Work to complete —
Extract from the rows below each line that contains the string "grain", treating uppercase and lowercase letters as distinct.

[start]

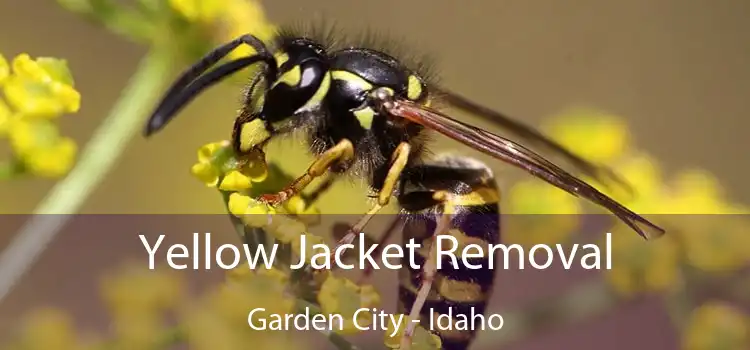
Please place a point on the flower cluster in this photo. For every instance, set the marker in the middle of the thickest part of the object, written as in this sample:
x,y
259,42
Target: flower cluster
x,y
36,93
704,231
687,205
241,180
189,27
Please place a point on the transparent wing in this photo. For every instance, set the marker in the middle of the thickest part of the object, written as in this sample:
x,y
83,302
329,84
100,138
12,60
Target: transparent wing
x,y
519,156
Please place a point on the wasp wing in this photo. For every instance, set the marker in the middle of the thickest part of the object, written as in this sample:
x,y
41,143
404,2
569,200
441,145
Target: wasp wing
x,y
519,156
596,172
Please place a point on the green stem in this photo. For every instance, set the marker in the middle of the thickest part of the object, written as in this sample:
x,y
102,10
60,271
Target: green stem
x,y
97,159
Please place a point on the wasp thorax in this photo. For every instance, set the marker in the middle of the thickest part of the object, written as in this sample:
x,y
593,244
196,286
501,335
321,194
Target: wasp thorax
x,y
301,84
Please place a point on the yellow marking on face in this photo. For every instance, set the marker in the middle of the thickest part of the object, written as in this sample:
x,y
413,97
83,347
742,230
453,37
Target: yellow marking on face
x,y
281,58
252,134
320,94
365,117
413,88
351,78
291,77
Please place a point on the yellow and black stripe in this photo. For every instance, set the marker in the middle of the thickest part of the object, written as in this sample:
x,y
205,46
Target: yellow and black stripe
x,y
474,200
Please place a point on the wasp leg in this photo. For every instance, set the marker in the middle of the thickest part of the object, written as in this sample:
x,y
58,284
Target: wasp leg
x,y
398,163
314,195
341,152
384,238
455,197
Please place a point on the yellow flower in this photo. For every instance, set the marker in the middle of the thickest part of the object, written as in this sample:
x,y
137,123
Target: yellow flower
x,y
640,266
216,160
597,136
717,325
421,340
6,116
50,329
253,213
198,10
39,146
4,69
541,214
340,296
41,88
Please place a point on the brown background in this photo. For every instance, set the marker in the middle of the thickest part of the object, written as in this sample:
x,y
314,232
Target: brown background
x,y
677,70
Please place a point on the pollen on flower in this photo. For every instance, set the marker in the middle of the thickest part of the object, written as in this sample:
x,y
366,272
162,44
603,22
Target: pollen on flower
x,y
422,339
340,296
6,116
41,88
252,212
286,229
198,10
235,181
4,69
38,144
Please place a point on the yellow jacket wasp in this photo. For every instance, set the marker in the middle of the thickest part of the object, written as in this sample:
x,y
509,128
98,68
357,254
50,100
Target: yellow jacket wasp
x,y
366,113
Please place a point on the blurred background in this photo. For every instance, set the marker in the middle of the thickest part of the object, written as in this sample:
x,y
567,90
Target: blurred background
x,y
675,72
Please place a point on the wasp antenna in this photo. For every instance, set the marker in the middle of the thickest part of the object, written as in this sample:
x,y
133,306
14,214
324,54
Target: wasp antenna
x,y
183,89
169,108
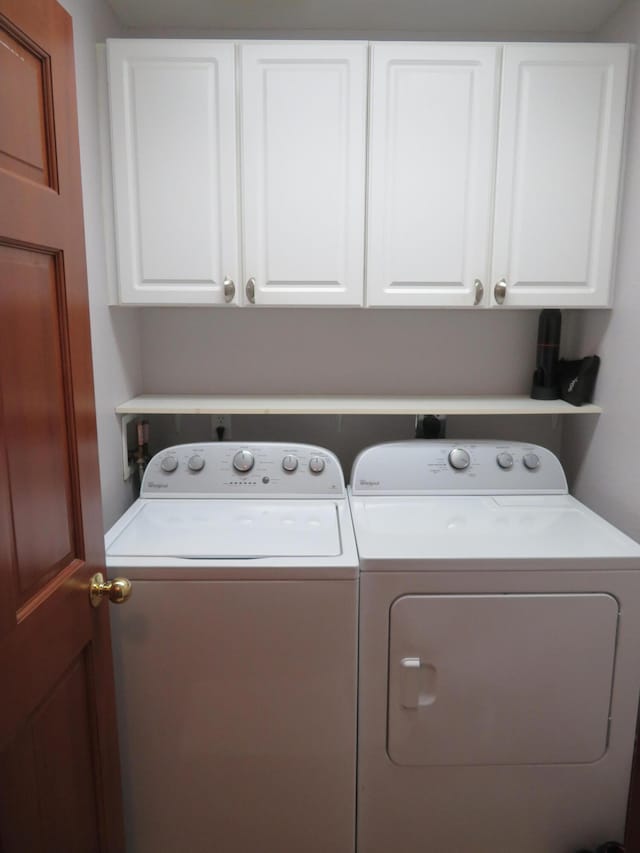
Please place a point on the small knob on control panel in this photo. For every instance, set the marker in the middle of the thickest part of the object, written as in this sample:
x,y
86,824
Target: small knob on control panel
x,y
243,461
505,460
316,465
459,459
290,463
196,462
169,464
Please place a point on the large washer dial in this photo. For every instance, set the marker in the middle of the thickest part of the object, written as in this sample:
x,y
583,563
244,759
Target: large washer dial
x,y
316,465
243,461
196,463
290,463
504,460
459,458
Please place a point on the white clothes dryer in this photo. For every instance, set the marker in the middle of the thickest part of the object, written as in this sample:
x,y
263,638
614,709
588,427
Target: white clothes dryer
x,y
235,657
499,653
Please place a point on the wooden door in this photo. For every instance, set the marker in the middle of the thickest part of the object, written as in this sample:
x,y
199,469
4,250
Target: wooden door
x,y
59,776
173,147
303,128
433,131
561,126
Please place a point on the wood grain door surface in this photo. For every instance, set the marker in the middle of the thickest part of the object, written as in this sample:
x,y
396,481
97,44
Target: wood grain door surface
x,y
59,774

[end]
[start]

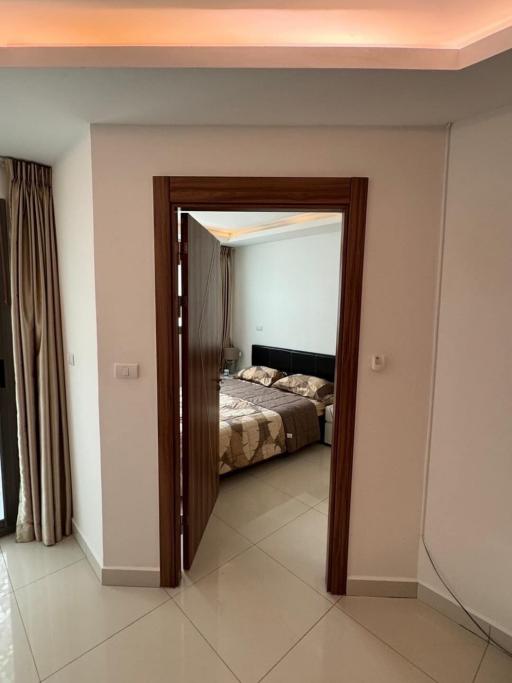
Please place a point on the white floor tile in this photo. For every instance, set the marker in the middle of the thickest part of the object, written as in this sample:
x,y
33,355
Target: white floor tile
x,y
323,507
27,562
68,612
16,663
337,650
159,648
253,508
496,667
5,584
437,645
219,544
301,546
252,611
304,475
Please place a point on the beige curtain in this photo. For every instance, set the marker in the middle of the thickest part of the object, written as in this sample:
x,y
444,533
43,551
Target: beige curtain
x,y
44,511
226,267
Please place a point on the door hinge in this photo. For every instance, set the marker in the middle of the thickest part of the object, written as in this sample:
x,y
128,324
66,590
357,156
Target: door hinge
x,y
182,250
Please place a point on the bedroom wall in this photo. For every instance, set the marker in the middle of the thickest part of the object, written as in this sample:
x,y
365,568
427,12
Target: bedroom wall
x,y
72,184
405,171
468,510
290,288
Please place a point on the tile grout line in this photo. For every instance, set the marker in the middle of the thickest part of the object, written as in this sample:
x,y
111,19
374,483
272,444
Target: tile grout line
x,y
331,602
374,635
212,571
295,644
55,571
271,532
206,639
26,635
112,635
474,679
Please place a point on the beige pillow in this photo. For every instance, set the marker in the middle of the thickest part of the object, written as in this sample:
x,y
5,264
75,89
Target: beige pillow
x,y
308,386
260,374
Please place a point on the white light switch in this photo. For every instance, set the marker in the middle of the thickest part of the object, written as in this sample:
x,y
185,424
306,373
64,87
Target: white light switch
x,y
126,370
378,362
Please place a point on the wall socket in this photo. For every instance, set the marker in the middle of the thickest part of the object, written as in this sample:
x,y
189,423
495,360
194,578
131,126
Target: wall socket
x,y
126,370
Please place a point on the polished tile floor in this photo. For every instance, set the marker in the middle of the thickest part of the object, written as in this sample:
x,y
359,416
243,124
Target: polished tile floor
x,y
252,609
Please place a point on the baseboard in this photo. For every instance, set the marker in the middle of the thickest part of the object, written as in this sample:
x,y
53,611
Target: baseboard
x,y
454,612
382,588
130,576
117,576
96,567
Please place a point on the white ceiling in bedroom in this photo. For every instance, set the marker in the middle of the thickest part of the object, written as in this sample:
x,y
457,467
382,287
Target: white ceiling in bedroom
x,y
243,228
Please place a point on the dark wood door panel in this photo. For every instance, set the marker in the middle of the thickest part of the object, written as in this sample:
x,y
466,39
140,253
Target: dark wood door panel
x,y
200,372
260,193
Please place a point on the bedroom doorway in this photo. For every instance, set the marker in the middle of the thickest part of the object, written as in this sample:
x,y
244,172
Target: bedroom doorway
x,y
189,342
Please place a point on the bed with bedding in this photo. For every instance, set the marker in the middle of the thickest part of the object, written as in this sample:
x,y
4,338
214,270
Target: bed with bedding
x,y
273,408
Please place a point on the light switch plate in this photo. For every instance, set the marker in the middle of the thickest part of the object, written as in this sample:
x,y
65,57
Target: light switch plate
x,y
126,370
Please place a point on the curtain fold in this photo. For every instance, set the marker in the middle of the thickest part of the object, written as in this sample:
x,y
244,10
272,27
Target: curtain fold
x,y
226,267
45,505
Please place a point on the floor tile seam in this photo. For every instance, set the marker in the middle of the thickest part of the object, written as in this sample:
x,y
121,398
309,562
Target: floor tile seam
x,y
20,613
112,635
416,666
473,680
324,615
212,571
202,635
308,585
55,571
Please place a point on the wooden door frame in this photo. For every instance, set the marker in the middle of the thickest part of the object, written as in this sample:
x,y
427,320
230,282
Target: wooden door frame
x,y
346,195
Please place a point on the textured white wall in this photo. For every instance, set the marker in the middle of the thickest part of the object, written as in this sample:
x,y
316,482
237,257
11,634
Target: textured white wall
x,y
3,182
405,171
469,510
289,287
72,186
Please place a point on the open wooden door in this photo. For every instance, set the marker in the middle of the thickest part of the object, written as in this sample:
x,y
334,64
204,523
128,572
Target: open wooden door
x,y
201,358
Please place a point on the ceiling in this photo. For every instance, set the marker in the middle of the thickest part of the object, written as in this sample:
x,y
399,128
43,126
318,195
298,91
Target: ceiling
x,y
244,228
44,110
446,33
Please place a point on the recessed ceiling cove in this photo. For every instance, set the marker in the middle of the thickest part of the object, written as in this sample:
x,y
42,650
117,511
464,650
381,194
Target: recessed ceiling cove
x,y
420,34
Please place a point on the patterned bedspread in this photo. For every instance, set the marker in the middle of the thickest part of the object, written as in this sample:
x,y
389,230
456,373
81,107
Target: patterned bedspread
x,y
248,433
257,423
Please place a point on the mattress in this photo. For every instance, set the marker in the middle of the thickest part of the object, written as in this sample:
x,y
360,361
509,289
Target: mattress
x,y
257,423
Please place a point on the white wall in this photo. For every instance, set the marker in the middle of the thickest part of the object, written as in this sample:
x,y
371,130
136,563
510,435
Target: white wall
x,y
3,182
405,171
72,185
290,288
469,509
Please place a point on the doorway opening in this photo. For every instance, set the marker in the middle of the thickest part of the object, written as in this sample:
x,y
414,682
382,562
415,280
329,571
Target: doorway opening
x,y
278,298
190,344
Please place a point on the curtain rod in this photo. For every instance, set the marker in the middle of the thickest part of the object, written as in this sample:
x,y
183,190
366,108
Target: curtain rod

[end]

Solution to the problem —
Please place a point on the wood grain door surface in this photo. For every instance, set the marker in the middle of the thickest part of the object, written as in this sample:
Target: wood grain door surface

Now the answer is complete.